#### DATA RECORDS
··········

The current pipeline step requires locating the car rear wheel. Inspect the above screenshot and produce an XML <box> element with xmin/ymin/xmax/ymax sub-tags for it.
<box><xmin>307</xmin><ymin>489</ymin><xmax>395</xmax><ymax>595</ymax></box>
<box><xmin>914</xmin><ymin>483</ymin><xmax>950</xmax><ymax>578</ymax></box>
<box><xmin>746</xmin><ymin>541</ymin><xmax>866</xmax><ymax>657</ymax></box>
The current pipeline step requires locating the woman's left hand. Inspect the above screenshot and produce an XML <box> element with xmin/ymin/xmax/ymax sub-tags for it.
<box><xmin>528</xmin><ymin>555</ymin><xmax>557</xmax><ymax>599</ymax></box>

··········

Convert every line of the records above into a JSON array of strings, one string per line, and leave out any blank lines.

[
  "The current pipeline step requires locating the car rear wheel. Inspect the above screenshot and produce an XML <box> element with xmin/ymin/xmax/ymax sub-tags for it.",
  "<box><xmin>307</xmin><ymin>489</ymin><xmax>395</xmax><ymax>595</ymax></box>",
  "<box><xmin>914</xmin><ymin>483</ymin><xmax>950</xmax><ymax>578</ymax></box>",
  "<box><xmin>746</xmin><ymin>541</ymin><xmax>866</xmax><ymax>657</ymax></box>",
  "The current pipeline step requires locating the woman's left hand. Inspect the above screenshot and produce an XML <box> element with xmin/ymin/xmax/ymax sub-tags for it.",
  "<box><xmin>528</xmin><ymin>555</ymin><xmax>557</xmax><ymax>599</ymax></box>"
]